→ WHAT THE TASK ASKS: A single number is the answer: the count of lines in these records with "yellow" in them.

(RECORDS)

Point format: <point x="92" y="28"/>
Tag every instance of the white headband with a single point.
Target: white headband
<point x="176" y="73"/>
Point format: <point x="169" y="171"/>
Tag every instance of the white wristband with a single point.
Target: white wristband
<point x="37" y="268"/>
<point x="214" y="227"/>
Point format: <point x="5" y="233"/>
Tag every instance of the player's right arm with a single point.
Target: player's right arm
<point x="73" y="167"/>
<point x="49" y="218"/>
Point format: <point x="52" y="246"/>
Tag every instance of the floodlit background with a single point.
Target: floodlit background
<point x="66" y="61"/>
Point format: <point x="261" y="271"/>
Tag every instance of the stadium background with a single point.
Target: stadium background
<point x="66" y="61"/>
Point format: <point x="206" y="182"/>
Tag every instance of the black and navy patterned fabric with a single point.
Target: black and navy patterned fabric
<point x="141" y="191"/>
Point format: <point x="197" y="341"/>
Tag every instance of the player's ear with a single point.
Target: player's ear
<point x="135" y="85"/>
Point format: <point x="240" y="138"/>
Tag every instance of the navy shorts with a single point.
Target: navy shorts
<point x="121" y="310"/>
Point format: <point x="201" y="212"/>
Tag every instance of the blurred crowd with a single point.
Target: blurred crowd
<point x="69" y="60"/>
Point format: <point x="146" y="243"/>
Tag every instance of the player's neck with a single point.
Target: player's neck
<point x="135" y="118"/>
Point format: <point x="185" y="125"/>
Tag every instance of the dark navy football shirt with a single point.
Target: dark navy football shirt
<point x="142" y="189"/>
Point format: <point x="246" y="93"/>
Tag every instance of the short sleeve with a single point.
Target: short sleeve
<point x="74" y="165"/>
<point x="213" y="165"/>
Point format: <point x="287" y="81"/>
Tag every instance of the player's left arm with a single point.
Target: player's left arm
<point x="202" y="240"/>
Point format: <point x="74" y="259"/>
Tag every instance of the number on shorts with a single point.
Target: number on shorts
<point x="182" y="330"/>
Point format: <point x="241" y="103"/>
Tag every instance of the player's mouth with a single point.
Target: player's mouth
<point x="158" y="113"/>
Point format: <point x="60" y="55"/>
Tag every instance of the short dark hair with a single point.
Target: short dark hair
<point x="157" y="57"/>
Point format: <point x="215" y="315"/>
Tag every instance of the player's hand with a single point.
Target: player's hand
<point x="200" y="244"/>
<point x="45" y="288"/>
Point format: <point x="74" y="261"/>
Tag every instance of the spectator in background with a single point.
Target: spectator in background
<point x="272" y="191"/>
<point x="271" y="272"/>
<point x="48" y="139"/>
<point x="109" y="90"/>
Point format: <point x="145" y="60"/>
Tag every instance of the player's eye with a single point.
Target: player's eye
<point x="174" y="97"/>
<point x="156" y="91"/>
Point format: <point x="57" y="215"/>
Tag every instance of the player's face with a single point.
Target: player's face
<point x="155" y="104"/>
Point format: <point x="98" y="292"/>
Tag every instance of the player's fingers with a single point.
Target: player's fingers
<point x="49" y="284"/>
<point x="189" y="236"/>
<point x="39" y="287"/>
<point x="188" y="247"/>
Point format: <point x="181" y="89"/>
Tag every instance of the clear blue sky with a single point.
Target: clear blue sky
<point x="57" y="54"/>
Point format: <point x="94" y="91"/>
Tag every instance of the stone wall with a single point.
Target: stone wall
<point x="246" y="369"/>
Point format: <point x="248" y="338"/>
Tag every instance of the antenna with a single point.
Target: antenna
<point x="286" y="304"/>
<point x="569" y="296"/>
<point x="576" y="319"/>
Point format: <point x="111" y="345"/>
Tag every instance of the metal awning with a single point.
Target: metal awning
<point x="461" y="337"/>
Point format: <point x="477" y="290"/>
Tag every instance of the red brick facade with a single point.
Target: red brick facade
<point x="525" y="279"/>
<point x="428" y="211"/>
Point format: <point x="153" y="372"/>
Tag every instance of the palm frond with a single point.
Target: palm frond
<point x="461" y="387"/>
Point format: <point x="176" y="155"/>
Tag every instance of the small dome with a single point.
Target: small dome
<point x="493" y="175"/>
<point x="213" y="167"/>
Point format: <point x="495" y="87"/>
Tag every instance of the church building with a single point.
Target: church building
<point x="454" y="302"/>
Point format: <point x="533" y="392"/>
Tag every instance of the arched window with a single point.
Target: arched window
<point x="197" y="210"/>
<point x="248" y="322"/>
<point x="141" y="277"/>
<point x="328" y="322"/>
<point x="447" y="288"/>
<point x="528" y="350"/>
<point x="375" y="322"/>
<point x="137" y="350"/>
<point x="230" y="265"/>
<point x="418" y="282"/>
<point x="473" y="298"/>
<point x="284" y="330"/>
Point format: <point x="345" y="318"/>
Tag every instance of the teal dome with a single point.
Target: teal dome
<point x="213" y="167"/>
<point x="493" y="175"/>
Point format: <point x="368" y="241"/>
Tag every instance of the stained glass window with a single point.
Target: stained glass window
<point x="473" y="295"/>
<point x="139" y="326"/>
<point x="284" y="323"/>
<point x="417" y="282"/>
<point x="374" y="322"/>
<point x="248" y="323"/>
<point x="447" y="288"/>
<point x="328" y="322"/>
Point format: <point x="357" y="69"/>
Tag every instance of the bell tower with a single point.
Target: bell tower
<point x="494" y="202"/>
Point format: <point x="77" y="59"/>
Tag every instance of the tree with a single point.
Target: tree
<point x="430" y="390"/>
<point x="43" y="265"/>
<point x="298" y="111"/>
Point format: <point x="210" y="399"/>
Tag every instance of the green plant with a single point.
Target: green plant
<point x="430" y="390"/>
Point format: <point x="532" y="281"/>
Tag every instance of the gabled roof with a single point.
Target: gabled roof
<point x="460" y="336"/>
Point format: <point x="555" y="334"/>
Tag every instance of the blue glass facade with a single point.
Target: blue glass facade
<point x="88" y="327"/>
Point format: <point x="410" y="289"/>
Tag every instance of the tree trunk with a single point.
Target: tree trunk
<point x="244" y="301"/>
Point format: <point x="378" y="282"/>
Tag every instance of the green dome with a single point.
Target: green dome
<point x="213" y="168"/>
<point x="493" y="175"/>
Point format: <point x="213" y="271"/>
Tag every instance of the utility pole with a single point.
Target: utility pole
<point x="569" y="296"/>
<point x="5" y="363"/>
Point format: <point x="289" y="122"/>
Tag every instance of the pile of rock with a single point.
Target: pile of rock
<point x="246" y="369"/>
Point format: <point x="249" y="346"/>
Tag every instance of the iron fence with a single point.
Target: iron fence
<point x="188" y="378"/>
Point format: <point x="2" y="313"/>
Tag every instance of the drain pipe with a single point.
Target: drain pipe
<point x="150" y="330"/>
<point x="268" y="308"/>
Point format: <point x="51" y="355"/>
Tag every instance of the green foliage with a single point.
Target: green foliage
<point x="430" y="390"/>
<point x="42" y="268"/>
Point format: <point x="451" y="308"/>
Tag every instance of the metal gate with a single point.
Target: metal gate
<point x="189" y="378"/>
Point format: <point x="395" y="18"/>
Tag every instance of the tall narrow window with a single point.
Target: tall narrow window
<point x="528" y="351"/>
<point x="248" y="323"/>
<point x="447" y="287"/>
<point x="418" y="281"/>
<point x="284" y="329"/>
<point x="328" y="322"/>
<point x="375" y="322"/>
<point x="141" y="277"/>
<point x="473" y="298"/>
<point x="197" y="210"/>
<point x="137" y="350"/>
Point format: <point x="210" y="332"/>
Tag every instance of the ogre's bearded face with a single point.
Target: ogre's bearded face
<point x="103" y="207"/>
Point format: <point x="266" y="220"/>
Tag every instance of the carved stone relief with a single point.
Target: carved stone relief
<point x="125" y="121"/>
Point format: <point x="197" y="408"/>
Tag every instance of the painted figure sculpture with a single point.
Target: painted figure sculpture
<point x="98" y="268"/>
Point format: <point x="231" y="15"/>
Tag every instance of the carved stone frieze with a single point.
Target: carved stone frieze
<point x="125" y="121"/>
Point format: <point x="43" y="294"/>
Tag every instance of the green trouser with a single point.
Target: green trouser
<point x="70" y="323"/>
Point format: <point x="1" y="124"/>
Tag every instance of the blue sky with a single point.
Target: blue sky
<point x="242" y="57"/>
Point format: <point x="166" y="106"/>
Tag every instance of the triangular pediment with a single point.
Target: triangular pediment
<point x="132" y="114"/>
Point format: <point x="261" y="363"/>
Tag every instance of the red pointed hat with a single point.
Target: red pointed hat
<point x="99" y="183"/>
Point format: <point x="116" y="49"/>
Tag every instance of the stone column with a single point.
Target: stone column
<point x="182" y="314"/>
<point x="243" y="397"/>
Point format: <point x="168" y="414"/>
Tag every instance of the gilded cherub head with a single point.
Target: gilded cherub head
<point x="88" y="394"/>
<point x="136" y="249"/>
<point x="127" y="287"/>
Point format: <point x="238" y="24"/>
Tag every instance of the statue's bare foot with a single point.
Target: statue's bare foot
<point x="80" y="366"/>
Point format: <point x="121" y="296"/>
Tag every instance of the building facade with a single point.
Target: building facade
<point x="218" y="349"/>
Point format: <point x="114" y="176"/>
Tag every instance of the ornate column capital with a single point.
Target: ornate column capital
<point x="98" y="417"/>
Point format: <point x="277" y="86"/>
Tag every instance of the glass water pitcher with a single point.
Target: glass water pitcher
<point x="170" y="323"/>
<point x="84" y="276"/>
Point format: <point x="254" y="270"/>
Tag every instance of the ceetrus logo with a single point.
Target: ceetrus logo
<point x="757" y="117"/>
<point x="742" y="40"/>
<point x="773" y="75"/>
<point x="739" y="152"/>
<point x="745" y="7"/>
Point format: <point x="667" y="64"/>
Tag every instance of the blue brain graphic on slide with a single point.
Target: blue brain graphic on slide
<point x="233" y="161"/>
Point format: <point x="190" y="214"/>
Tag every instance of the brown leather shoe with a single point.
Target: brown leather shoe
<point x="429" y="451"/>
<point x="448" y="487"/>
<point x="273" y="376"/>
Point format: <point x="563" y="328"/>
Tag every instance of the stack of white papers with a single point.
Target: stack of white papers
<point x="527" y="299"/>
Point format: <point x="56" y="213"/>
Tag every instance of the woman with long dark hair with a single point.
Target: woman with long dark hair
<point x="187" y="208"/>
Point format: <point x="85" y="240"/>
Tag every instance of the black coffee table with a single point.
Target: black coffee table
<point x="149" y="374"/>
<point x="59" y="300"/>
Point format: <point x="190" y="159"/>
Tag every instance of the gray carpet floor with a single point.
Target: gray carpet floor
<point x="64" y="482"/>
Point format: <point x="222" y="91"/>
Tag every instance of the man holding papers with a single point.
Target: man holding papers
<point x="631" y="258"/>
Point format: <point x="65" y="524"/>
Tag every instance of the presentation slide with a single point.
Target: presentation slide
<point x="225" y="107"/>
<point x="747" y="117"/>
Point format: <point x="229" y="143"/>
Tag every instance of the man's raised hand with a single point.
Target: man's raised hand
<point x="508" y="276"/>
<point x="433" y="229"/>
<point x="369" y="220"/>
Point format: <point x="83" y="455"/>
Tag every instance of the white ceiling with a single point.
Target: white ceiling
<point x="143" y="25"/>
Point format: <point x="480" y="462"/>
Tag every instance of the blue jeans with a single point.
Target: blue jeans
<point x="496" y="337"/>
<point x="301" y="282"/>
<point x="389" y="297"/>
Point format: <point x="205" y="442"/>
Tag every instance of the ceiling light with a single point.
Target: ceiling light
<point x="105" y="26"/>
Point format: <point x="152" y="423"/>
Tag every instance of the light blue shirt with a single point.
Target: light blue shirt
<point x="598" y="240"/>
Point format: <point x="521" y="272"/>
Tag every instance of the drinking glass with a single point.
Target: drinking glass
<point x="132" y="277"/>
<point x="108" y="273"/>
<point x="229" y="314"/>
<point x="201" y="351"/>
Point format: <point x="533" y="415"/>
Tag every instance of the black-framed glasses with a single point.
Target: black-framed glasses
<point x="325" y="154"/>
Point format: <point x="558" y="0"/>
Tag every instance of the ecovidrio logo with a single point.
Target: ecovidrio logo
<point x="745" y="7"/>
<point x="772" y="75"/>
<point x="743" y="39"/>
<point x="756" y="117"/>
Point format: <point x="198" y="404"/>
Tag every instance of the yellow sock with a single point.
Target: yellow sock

(End RECORDS)

→ REPLY: 2